◆ EXERCISE GOAL: List each line of the records below that contains the string "white". Case counts.

--- EXERCISE DATA ---

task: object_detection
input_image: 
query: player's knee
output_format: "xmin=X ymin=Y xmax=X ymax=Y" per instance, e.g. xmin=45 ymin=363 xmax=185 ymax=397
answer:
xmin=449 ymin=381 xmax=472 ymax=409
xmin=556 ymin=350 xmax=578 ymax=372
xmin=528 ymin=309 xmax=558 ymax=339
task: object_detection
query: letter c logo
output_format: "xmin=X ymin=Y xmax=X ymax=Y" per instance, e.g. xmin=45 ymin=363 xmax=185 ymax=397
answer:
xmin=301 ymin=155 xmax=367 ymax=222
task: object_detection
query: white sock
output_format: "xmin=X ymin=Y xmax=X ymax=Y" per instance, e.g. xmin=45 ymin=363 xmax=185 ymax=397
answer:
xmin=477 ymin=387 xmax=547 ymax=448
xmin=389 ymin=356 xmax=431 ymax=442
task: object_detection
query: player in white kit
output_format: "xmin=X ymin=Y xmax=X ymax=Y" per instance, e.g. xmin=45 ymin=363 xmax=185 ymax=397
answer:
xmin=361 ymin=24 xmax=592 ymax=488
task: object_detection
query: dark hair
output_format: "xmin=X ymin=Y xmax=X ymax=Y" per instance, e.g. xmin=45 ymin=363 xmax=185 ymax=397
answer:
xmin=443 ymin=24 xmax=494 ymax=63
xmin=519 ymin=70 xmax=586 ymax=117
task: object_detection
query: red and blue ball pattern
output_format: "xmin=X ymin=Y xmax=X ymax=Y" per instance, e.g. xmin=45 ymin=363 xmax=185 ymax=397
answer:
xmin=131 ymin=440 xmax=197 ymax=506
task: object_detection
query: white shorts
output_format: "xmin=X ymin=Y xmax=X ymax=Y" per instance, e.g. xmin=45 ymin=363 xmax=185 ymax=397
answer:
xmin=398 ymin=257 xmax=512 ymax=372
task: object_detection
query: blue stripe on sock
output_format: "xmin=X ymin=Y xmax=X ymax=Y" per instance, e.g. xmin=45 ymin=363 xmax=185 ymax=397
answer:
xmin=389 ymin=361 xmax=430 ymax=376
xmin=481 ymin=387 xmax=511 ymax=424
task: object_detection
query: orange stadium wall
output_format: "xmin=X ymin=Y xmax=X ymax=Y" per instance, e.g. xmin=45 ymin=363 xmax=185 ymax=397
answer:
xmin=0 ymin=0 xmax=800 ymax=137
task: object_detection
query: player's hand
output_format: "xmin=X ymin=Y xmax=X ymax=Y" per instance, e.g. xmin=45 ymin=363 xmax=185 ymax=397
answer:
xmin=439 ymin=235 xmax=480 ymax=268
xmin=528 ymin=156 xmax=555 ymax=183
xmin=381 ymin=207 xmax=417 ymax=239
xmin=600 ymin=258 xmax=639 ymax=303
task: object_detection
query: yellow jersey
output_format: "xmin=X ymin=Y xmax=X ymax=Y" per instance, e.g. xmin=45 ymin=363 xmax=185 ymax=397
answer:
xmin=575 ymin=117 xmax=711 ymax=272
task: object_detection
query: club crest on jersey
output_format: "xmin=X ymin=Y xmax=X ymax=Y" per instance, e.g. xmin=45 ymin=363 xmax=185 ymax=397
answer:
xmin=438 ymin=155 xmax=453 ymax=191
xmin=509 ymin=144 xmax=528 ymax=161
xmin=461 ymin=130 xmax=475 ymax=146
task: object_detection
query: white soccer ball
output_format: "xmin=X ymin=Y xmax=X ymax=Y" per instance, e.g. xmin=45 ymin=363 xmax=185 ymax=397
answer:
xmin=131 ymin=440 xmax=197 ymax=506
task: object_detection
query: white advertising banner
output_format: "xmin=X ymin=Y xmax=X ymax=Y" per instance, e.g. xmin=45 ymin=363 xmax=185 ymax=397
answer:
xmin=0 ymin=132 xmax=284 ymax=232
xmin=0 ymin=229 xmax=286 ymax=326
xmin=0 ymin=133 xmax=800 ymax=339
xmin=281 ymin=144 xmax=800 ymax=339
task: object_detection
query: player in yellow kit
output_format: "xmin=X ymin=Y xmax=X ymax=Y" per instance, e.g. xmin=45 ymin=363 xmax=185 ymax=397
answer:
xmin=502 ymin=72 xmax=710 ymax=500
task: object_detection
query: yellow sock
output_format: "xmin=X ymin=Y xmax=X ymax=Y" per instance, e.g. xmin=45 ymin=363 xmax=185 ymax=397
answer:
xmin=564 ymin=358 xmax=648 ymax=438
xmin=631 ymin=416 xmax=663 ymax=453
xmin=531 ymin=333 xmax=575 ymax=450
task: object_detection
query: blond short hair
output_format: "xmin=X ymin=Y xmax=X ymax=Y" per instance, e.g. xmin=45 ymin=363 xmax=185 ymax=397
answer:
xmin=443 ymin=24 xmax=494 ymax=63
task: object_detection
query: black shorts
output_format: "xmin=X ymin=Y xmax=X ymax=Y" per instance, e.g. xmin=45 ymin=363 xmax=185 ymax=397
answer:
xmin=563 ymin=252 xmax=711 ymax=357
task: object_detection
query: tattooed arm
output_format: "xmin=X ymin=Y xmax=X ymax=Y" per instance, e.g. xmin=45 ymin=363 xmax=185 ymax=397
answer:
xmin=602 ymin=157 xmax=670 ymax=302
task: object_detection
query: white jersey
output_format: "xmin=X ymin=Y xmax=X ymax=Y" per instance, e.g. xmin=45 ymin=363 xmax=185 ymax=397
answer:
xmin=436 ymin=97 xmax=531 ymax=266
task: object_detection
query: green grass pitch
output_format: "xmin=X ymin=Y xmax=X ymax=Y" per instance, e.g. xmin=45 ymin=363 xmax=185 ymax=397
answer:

---

◆ EXERCISE RESULT:
query: white sock
query: player in white kit
query: white shorts
query: white soccer ball
query: white advertising banner
query: white jersey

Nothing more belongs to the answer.